What the exercise asks — Using the listing below, keep only the lines with the word "values" and copy them.

The data —
-=-=-=-=-

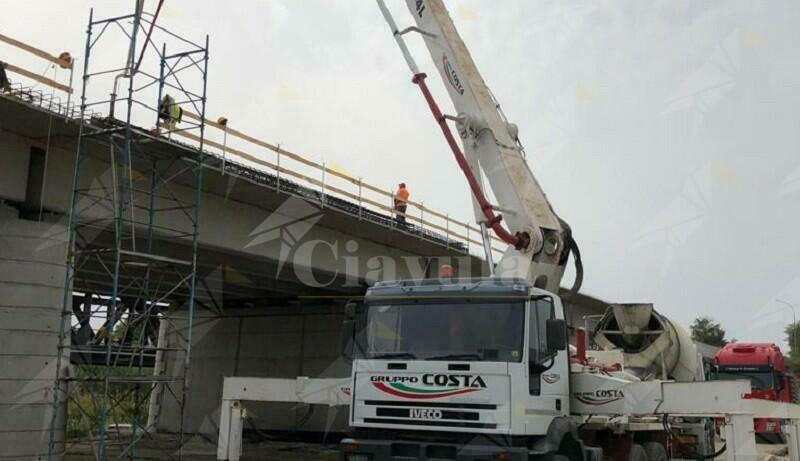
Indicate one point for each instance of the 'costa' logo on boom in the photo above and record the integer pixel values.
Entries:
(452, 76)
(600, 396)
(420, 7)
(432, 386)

-=-=-=-=-

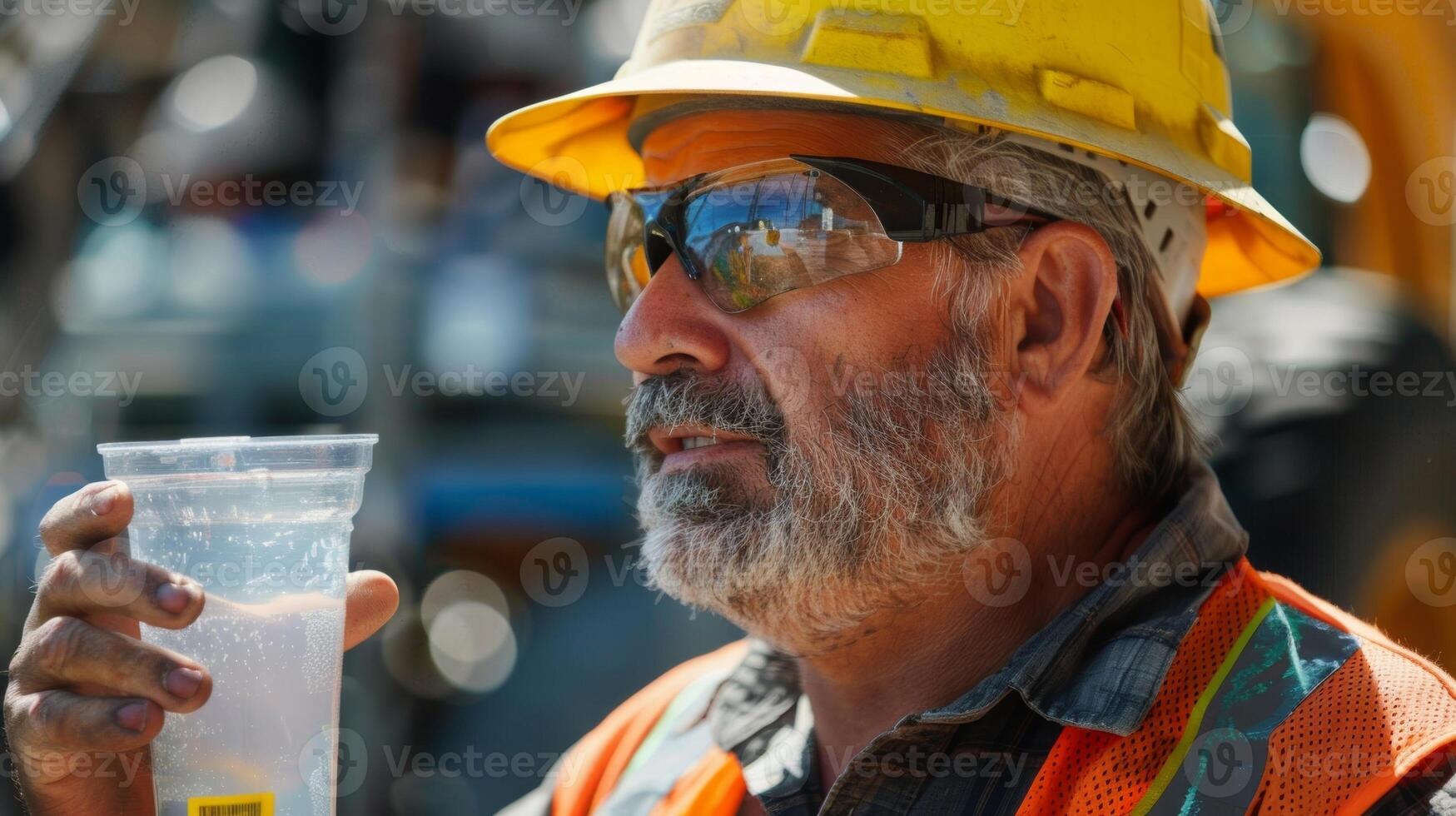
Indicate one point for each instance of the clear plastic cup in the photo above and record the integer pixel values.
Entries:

-=-=-=-=-

Task response —
Indicate one point for each instance of the 'costa' logo on boom in the photo above and record the integer pixel values.
Indicate one point for each instance of the clear plastic cup in the photo above and record the integer pixel values.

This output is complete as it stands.